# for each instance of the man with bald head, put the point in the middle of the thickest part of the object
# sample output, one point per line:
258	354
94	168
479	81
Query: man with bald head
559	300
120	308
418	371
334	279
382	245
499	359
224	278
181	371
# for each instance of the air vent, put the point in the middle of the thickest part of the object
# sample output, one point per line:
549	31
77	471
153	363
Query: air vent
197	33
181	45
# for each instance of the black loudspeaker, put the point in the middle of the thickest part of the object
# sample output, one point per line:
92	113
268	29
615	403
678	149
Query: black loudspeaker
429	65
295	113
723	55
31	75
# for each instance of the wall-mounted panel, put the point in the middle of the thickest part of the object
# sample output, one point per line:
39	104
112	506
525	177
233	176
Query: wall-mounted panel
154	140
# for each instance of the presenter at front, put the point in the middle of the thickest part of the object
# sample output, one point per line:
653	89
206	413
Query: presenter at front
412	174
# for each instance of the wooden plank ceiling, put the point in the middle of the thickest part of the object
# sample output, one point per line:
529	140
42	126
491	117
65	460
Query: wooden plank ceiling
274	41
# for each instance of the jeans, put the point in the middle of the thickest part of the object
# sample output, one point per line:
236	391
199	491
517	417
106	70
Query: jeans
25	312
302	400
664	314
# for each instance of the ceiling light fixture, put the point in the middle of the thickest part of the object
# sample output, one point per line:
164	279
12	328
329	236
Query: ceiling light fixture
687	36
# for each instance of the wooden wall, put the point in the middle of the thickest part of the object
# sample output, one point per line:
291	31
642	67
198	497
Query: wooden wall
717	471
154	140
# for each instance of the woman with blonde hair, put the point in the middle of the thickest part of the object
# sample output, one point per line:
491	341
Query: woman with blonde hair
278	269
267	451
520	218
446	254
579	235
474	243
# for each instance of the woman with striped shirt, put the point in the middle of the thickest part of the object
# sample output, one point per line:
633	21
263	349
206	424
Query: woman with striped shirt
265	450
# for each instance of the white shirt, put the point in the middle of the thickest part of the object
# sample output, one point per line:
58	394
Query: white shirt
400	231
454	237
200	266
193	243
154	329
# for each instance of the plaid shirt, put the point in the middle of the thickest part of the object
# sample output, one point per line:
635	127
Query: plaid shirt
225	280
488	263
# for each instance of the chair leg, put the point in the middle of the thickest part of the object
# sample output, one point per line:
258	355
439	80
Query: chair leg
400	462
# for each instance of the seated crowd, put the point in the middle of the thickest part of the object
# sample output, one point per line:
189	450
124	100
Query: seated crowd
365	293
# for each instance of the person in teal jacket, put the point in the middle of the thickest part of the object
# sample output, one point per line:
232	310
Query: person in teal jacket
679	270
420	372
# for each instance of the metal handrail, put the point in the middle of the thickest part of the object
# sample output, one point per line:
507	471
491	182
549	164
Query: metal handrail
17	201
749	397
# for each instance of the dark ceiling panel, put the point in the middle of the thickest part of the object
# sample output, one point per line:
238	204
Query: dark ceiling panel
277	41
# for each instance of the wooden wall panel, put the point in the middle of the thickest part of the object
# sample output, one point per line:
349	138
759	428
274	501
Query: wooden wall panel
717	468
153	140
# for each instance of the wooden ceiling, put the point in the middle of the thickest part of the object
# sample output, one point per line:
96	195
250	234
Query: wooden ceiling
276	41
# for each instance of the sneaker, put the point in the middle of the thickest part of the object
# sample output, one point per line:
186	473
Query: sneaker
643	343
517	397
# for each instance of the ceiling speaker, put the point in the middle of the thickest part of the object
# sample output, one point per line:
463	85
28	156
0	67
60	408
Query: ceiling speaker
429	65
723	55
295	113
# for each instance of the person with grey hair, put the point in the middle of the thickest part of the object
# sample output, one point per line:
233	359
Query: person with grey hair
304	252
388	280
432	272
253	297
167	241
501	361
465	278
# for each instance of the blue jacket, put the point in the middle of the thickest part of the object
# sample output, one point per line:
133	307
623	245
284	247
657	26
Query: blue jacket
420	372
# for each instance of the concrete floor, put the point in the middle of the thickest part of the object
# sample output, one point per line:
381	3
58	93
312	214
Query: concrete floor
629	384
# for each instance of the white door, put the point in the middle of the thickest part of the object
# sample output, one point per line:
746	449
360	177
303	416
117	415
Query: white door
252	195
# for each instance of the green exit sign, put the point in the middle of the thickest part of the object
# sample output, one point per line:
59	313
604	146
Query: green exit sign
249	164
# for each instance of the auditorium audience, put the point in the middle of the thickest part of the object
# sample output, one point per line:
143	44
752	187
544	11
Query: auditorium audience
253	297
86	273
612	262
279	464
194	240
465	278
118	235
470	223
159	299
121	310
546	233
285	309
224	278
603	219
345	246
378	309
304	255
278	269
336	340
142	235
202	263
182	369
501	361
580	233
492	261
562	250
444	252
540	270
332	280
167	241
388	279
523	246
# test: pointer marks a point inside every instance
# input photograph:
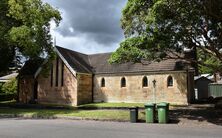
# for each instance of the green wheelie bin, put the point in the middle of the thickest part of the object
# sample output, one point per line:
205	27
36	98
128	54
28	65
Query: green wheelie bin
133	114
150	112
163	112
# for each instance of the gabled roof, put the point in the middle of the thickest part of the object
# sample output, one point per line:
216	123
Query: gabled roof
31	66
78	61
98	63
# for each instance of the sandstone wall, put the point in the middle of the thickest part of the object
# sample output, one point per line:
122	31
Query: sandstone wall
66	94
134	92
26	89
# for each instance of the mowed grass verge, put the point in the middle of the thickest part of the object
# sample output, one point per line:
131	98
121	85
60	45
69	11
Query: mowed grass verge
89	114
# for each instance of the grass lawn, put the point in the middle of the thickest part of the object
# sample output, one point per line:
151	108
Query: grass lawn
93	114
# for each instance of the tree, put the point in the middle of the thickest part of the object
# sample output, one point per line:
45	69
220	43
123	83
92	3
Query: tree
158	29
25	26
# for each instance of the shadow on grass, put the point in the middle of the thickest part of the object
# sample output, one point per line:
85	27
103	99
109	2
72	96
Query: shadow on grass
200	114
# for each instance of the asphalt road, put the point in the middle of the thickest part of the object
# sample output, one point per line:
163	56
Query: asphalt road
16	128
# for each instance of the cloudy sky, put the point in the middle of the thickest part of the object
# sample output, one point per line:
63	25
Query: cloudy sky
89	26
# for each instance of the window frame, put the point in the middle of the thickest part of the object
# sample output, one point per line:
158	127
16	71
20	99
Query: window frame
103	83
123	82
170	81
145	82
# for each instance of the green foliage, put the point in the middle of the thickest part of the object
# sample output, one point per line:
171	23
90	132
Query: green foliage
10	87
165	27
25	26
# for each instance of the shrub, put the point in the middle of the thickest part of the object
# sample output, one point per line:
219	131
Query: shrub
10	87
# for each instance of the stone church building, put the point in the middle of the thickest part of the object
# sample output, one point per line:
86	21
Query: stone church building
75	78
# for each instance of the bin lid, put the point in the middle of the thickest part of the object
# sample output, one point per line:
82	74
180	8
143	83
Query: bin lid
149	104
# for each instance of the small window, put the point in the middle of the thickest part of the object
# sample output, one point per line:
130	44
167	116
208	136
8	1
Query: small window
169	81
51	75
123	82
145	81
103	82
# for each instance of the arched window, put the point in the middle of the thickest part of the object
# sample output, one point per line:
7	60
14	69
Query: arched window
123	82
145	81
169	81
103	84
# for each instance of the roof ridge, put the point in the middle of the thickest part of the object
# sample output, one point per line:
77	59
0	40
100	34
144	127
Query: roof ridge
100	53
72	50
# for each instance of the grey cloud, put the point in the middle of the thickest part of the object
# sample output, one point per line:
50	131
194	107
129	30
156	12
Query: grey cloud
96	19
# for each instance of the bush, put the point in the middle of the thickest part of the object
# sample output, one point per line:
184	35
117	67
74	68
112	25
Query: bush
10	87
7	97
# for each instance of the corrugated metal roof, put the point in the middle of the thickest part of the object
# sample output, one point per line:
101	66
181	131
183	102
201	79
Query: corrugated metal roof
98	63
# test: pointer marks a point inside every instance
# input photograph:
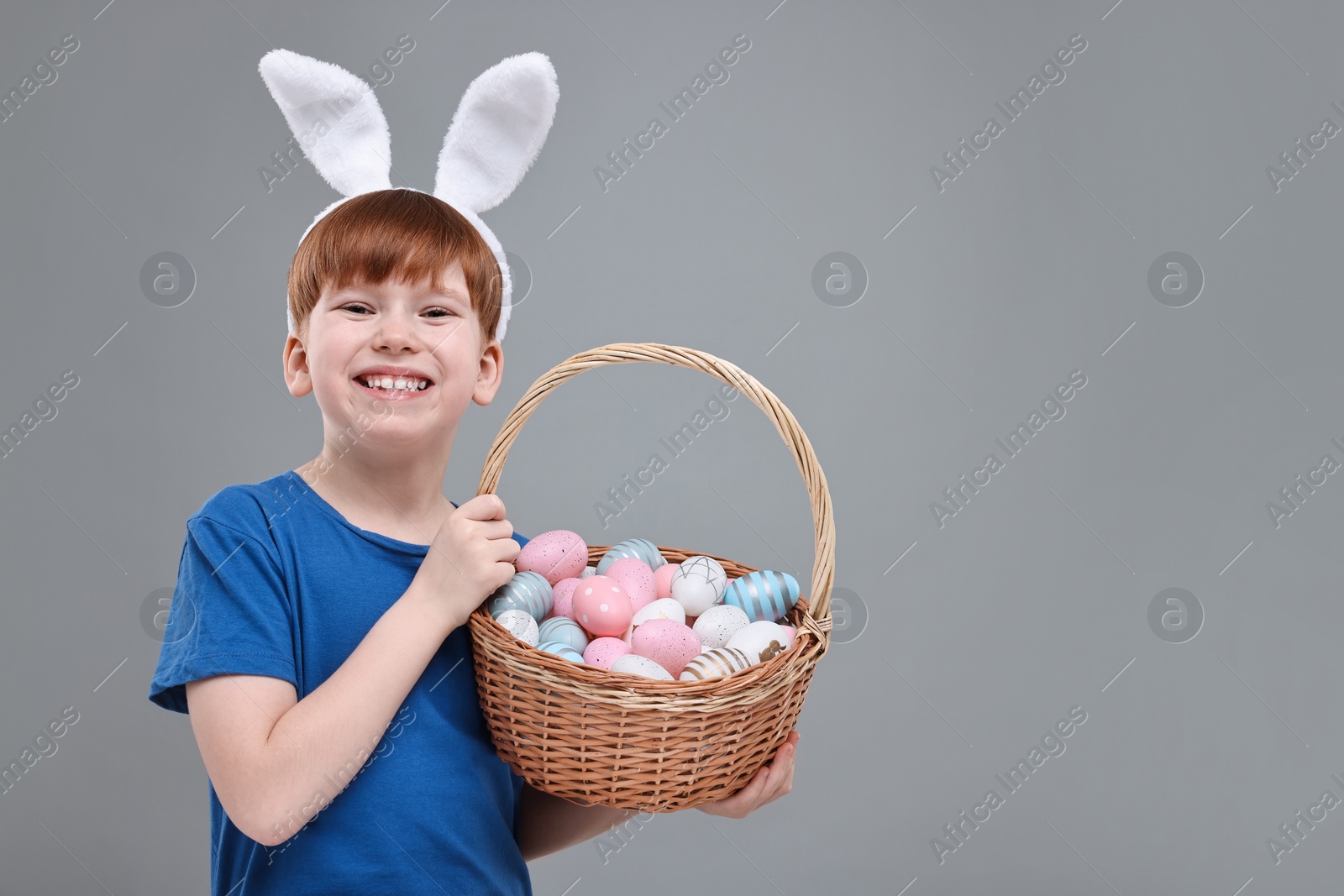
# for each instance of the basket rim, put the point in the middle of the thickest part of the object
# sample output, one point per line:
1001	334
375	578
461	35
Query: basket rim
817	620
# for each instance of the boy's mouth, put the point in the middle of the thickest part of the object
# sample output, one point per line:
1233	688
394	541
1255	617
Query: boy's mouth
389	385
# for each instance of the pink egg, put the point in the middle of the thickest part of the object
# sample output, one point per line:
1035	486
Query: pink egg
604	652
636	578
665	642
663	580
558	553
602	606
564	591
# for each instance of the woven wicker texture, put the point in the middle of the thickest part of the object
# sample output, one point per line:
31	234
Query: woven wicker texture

====

Requirement. Begin at the line containing "# for each instance of the bush, put" and extract every line through the end of the records, inclusive, exactly and only; omit pictures.

Finished answer.
# for each instance of the bush, put the point in the middle of the thickest part of the object
# sample output, one point per line:
184	35
117	67
74	68
112	25
Query: bush
10	87
7	97
# for each instance of the corrugated metal roof, put the point in the middle of the thickest part of the object
# sample output, one point per line:
101	66
181	131
183	102
201	79
Query: corrugated metal roof
98	63
# test: pointer marks a point inside every instance
# input photograph:
# for each instance of the basket rim, put the point in the middle of the thickest part of the object
# sample output, one point per line:
1001	334
375	578
461	35
Query: basket rim
817	620
# for each instance of the boy's mouth, put the point in the middle of the thickest part of the object
# sample output, one point per line:
1233	688
394	541
1255	617
Query: boy's mouth
389	385
# for each instance of the pink egg, put the point in the middle of the thickest part of the object
# sample output, one point per line:
1035	486
Query: pink egg
604	652
636	578
665	642
663	580
558	553
602	606
564	591
# for each instance of the woven wicker texture, put the point in the middle of the thickest part of the object
# sample output, one point per line:
31	234
Query: woven wicker texture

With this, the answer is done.